What the task requires >> Write the next part of the Class 10 study notes on electricity, starting right after their last line.

##### Article #####

Electricity — Class 10 Science

"Electricity: the energy that powers your phone, lights your home, runs every modern device."

1. About the Chapter

This is a HEAVY-MARK chapter on electrical circuits. Covers:

• Electric current and charge
• Potential difference (voltage)
• Ohm's Law
• Resistance and resistivity
• Series and parallel circuits
• Electric power and energy
• Heating effect

Why Important

• Foundation for all electrical engineering
• Used in every device (phone to factories)
• High-mark chapter (~10-12 marks)

2. Electric Current

Definition

Flow of ELECTRIC CHARGE (specifically, electrons) through a conductor.

##### Given data #####

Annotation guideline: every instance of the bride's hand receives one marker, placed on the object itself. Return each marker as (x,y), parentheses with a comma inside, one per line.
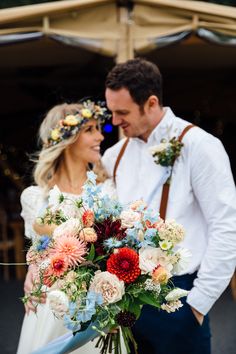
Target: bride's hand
(31,304)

#####

Reply >>
Direction

• ELECTRONS flow from negative (-) to positive (+) terminal
• CONVENTIONAL CURRENT direction: positive (+) to negative (-) — OPPOSITE to electron flow
• (Historical convention from before electron was discovered.)

SI Unit

AMPERE (A) — named after André-Marie Ampère

1 Ampere = 1 Coulomb / 1 Second

Formula

I = Q / t

where:

• I = current (in amperes)
• Q = charge (in coulombs)
• t = time (in seconds)

Electron Charge

1 electron = 1.6 × 10⁻¹⁹ Coulomb 1 Coulomb ≈ 6.25 × 10¹⁸ electrons

3. Potential Difference (Voltage)

Definition

Work done per unit charge in moving a charge from one point to another.

SI Unit

VOLT (V) — named after Alessandro Volta

1 Volt = 1 Joule / 1 Coulomb

Formula

V = W / Q

where:

• V = potential difference (volts)
• W = work done (joules)
• Q = charge (coulombs)

Source

A BATTERY (or cell) maintains potential difference, driving current.

4. Ohm's Law

Statement

For a conductor at constant temperature, CURRENT is DIRECTLY PROPORTIONAL to VOLTAGE.

V ∝ I

Or: V = IR

where R = RESISTANCE (constant for a given conductor).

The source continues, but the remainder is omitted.